The British government may be cutting back, but that doesn’t mean the London restaurant scene is in dire straits. On the contrary, the folks behind Zagat mention a few high-profile openings, including bad boy chef Gordon Ramsay’s Petrus, a modern French restaurant in upscale Belgravia.

A few midpriced ventures also are new to the scene, such as the Anthologist, which serves modern European cuisine in a former police commissioner’s office. Another trend, they report, is the proliferation of local chains.

“Zagat San Francisco Bay Area Restaurants 2011” ($14.95, Zagat, 336 pages)

Like London, San Francisco is not immune to the recession, but, again like London, the city continues to see new openings even amid the inevitable closings.

Restaurant owners manage to survive by reinventing themselves or offering discount prices at previously hard-to-get-into places, which leads to more economical dining options for customers.

Newcomers include celebrity chef Tyler Florence’s Wayfare Tavern downtown in a turn-of-the-last-century building that serves upscale American cooking.

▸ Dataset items
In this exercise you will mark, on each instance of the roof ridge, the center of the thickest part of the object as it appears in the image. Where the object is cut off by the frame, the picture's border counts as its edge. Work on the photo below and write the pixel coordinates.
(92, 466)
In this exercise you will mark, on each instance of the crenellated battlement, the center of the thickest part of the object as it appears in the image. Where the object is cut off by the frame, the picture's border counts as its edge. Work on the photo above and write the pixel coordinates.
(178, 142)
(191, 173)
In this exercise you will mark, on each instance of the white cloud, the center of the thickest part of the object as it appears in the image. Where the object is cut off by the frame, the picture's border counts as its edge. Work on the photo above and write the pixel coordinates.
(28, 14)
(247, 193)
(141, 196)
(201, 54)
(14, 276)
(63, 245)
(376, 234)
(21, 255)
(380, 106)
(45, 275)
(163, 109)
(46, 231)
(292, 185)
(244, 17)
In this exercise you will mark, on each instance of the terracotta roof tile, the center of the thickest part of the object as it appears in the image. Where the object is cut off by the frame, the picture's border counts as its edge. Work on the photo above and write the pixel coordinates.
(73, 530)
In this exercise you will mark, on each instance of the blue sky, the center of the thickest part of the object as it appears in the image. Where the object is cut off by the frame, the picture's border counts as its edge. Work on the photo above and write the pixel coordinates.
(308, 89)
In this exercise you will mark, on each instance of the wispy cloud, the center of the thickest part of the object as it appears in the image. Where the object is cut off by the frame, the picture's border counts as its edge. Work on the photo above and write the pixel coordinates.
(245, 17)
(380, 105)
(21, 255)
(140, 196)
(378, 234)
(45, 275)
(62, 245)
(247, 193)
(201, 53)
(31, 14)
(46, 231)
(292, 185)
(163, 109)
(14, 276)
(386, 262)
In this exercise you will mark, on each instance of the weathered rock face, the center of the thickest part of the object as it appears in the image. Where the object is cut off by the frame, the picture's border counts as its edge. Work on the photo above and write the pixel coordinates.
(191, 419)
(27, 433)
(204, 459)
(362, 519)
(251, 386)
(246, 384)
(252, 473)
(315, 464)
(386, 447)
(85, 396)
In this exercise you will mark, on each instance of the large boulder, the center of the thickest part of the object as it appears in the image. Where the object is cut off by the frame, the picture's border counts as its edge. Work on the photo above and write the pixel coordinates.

▸ TASK REQUIREMENTS
[1] Echo the restaurant guide text word for word, starting at "A few midpriced" and running up to and including "options for customers.".
[2] In the restaurant guide text, what is the name of Tyler Florence's new San Francisco restaurant, and what kind of cooking does it serve?

▸ ANSWERS
[1]
A few midpriced ventures also are new to the scene, such as the Anthologist, which serves modern European cuisine in a former police commissioner’s office. Another trend, they report, is the proliferation of local chains.

“Zagat San Francisco Bay Area Restaurants 2011” ($14.95, Zagat, 336 pages)

Like London, San Francisco is not immune to the recession, but, again like London, the city continues to see new openings even amid the inevitable closings.

Restaurant owners manage to survive by reinventing themselves or offering discount prices at previously hard-to-get-into places, which leads to more economical dining options for customers.

[2] Wayfare Tavern, which serves upscale American cooking.